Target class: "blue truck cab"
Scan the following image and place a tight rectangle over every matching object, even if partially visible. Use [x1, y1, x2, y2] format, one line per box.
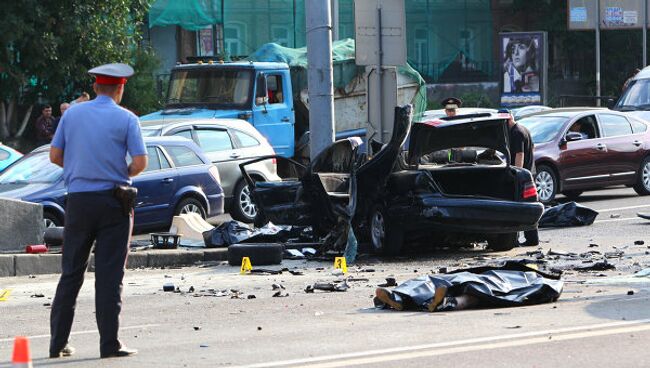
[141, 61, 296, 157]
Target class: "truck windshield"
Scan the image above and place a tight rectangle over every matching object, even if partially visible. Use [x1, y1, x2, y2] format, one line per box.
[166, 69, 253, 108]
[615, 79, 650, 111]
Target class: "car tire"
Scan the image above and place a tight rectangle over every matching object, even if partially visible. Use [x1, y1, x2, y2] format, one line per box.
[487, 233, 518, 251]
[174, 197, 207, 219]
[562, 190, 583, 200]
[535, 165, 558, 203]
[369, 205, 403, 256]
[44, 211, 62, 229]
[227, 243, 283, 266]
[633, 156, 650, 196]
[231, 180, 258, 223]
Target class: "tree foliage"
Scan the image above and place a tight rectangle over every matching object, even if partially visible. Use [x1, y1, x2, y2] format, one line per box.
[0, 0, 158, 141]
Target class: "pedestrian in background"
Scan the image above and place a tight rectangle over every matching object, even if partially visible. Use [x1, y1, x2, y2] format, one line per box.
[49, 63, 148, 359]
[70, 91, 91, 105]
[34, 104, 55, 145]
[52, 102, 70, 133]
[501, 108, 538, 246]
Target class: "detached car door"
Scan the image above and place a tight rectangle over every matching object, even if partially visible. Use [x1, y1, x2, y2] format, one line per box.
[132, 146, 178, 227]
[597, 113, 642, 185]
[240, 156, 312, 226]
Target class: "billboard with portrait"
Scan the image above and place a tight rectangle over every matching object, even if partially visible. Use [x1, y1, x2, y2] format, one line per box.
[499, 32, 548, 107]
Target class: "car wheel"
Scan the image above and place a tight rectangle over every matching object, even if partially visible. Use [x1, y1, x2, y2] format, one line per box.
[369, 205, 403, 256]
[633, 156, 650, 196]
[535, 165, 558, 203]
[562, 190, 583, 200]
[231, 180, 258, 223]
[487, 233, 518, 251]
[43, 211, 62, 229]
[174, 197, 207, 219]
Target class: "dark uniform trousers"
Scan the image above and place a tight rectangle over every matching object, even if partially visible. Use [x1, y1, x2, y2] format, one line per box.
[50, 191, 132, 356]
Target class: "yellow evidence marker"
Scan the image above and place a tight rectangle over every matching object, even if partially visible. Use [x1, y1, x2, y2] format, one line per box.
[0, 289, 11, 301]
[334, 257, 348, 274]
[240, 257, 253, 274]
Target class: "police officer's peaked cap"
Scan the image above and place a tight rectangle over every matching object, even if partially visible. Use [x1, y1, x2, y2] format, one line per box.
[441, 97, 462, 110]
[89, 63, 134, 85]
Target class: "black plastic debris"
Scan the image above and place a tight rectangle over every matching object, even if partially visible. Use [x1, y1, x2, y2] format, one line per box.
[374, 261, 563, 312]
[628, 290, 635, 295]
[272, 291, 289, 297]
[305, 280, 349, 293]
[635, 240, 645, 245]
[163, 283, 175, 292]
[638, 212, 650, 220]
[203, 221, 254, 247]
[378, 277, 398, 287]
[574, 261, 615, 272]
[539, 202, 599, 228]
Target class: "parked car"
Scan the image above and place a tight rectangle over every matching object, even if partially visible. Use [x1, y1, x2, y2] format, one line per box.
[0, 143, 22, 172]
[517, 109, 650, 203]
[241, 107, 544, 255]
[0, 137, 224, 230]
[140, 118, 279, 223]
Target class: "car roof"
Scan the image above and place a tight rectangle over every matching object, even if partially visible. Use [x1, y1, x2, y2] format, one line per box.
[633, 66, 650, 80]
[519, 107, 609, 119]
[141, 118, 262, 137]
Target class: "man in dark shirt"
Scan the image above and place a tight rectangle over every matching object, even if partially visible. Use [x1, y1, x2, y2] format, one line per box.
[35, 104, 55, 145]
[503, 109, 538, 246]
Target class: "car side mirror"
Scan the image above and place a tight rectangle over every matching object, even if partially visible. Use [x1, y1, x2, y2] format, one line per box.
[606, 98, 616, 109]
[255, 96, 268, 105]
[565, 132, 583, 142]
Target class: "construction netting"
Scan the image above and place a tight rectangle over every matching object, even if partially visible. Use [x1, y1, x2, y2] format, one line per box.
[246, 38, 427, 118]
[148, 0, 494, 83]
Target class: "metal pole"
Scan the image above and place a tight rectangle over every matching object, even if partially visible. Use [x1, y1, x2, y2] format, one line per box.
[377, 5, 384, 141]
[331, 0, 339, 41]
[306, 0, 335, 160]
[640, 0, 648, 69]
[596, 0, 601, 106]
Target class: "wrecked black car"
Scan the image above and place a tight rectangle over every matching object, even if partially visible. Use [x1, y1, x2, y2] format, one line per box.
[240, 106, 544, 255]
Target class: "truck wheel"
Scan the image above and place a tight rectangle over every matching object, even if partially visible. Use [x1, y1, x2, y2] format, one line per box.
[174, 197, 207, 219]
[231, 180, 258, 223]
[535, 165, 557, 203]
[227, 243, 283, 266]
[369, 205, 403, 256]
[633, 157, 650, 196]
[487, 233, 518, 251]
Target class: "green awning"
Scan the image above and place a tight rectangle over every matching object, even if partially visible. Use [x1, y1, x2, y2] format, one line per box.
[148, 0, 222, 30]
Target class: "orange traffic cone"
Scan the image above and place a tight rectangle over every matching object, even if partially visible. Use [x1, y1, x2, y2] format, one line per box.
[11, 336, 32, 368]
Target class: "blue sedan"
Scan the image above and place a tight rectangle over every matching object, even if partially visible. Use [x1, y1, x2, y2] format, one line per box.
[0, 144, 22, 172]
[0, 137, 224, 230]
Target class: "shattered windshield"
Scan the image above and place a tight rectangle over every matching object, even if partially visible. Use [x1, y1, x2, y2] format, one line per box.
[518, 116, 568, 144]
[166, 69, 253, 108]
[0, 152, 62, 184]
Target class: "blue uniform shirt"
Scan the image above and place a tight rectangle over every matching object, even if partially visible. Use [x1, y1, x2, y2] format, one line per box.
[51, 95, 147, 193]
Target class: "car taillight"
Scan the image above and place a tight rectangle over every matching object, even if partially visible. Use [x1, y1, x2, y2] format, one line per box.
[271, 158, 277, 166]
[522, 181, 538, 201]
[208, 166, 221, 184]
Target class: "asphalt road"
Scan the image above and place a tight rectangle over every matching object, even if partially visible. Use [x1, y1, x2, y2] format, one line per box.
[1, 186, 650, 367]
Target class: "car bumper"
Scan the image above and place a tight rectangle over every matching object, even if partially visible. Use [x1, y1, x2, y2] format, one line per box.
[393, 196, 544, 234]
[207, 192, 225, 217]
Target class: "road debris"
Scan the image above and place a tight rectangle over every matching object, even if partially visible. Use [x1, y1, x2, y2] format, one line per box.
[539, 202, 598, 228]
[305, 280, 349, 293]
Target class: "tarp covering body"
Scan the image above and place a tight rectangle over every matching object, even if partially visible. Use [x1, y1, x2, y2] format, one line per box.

****

Exercise details:
In full and without changes, repeat the listing above, but not its pictures.

Answer:
Target class: "blue truck cab"
Scan the following image and place a tight rectangle over every matching object, even if partially visible. Use [x1, y1, x2, y2] format, one line per box.
[141, 61, 296, 157]
Target class: "truck windshield"
Scan the image above and place a tight rectangle over every matching object, even if partially visible. Use [x1, y1, x2, y2] format, one line per box.
[166, 69, 253, 108]
[615, 79, 650, 111]
Target class: "car tire"
Scan the image above and place a tight rectangle over every matching object, even if partially visible. Use [x1, y1, x2, y2] format, one line per box.
[487, 233, 518, 251]
[174, 197, 207, 219]
[562, 190, 583, 200]
[535, 165, 558, 203]
[369, 205, 403, 256]
[44, 211, 62, 229]
[227, 243, 283, 266]
[633, 156, 650, 196]
[231, 180, 258, 223]
Target class: "tree foliage"
Scan the image above and place a tight rectangle over every matching object, even if partially visible. Use [x1, y1, x2, y2] format, one line per box.
[0, 0, 158, 141]
Target class: "pedestrian in background"
Scan the image above and place a tight rectangle over every matching object, even if partially visible. Use [x1, y1, x2, y2] format, one line per box.
[49, 63, 148, 359]
[70, 91, 91, 105]
[34, 104, 55, 145]
[52, 102, 70, 133]
[501, 108, 538, 246]
Target class: "detached car door"
Scan the image above and place a tight rectangle over every matching object, even if partially visible. Use [x1, y1, x2, y2] format, one line per box.
[132, 146, 178, 227]
[597, 113, 642, 185]
[240, 156, 312, 226]
Target class: "billboard with portrait"
Scan the image above and place a tight rectangle over every matching object, even if partially visible. Use [x1, y1, x2, y2] format, one line per box.
[499, 32, 548, 107]
Target class: "car wheel"
Scan the image above and place a tight rectangle over every matching object, even if partially visible. Use [x1, y1, x2, y2] format, one line per box.
[369, 205, 403, 256]
[633, 156, 650, 196]
[535, 165, 558, 203]
[562, 190, 583, 200]
[231, 180, 258, 223]
[487, 233, 518, 251]
[43, 211, 62, 229]
[174, 197, 207, 219]
Target class: "dark uniform trousers"
Scan the image above and place a tight rectangle over every matching object, even if partially visible. Use [x1, y1, x2, y2] format, one line per box.
[50, 191, 132, 356]
Target class: "yellow evidence marker"
Scan the image above and place a tight rectangle over every matching object, even if partially visible. Use [x1, y1, x2, y2] format, one line per box.
[0, 289, 11, 301]
[334, 257, 348, 274]
[240, 257, 253, 274]
Target class: "police officer's peaked cap"
Scan the image above and place a tight rectangle over every matching object, even if partially visible. Use [x1, y1, x2, y2] format, one line per box.
[441, 97, 462, 110]
[89, 63, 134, 85]
Target class: "black plastic debris"
Scan the image above and place a tight rectangle over every matching object, even if partially visible. Use [x1, y1, x2, y2] format, one line per box.
[374, 261, 563, 312]
[628, 290, 635, 295]
[272, 291, 289, 297]
[305, 280, 349, 293]
[635, 240, 645, 245]
[163, 283, 175, 292]
[638, 212, 650, 220]
[203, 221, 254, 247]
[378, 277, 398, 287]
[574, 261, 615, 272]
[539, 202, 599, 228]
Target class: "parked car"
Scan the image above and place a tight rectangle over every matching object, even if partially visible. Use [x1, y1, x2, y2] format, one line per box.
[0, 143, 22, 172]
[517, 109, 650, 203]
[241, 107, 544, 255]
[0, 137, 224, 230]
[140, 118, 279, 223]
Target class: "car roof"
Scan the image above and place a tight rectangle over every matching object, even if partially visible. Use [x1, y1, x2, y2] format, one line per box.
[633, 66, 650, 80]
[519, 107, 609, 119]
[141, 118, 262, 137]
Target class: "man in dark shirt"
Scan the image above and place a tight rectangle over every matching object, even if partially visible. Use [x1, y1, x2, y2] format, one line per box.
[35, 104, 55, 145]
[503, 109, 538, 246]
Target class: "car side mirror"
Scan the image above and place a tight rectangle over every matching object, even if partially visible. Use [x1, y1, x2, y2] format, one line per box.
[606, 98, 616, 109]
[255, 96, 268, 105]
[565, 132, 583, 142]
Target class: "construction netting"
Scan the image above and place a tight rectangle over every matching object, even if partially visible. Use [x1, y1, x2, y2] format, one line per box.
[246, 38, 427, 118]
[148, 0, 494, 83]
Target class: "metal pole"
Scan the image above and place a tight rectangle over every matching object, even if partially visible. Use [x1, y1, x2, y2] format, one line per box.
[377, 5, 384, 141]
[331, 0, 339, 41]
[306, 0, 335, 160]
[640, 0, 648, 69]
[596, 0, 601, 106]
Target class: "wrecked black car"
Scan the image above and place a tight rectangle over every matching object, even if partially visible. Use [x1, y1, x2, y2] format, one line per box.
[240, 106, 544, 255]
Target class: "truck wheel"
Scan the image above and place a tight rectangle over every matching object, even if partially visible. Use [x1, y1, x2, y2] format, one line per box.
[174, 197, 207, 219]
[231, 180, 258, 223]
[535, 165, 557, 203]
[227, 243, 283, 266]
[369, 205, 403, 256]
[633, 157, 650, 196]
[487, 233, 518, 251]
Target class: "green awning"
Scan the image above and place a tight rectangle over every matching object, even if partially visible. Use [x1, y1, x2, y2] format, one line per box.
[148, 0, 222, 30]
Target class: "orange traffic cone"
Scan the image above and place a tight rectangle over every matching object, even if partially visible. Use [x1, y1, x2, y2] format, one line per box.
[11, 336, 32, 368]
Target class: "blue sedan"
Scan the image above and place a tight rectangle over every matching object, even if partially visible. Use [x1, y1, x2, y2] format, one line per box.
[0, 144, 22, 172]
[0, 137, 224, 230]
Target class: "shattered windshield"
Scan the image above and place a tight rectangle over every matching object, even if partially visible. Use [x1, y1, x2, y2] format, one line per box.
[518, 116, 568, 144]
[166, 69, 253, 108]
[0, 152, 62, 184]
Target class: "blue uniform shirt"
Scan the image above and place a tight rectangle over every matching object, even if partially visible. Use [x1, y1, x2, y2] format, one line per box.
[51, 95, 147, 193]
Target class: "car taillight"
Scan the image above and place a tight rectangle over every matching object, even if partially visible. Use [x1, y1, x2, y2] format, one line per box.
[271, 158, 277, 166]
[522, 181, 538, 201]
[208, 166, 221, 184]
Target class: "asphalt road"
Scan the image above and place a tight rectangle over every matching object, even if partially visible. Use [x1, y1, x2, y2] format, one line per box.
[1, 186, 650, 367]
Target class: "car bumper"
Scan the image above and place a tight rectangle over every matching object, even if partially visible. Use [x1, y1, x2, y2] format, one line per box.
[393, 196, 544, 234]
[207, 192, 225, 217]
Target class: "road debris"
Scan the image above and place a tight rectangle over every matching object, even if partially visible. Use [x1, y1, x2, y2] format, one line per box.
[539, 202, 598, 228]
[305, 280, 349, 293]
Target class: "tarp covering body"
Scan the image above and place a tight rectangle over every matching object, even if partially visible. Use [x1, y1, x2, y2] format, one line per box.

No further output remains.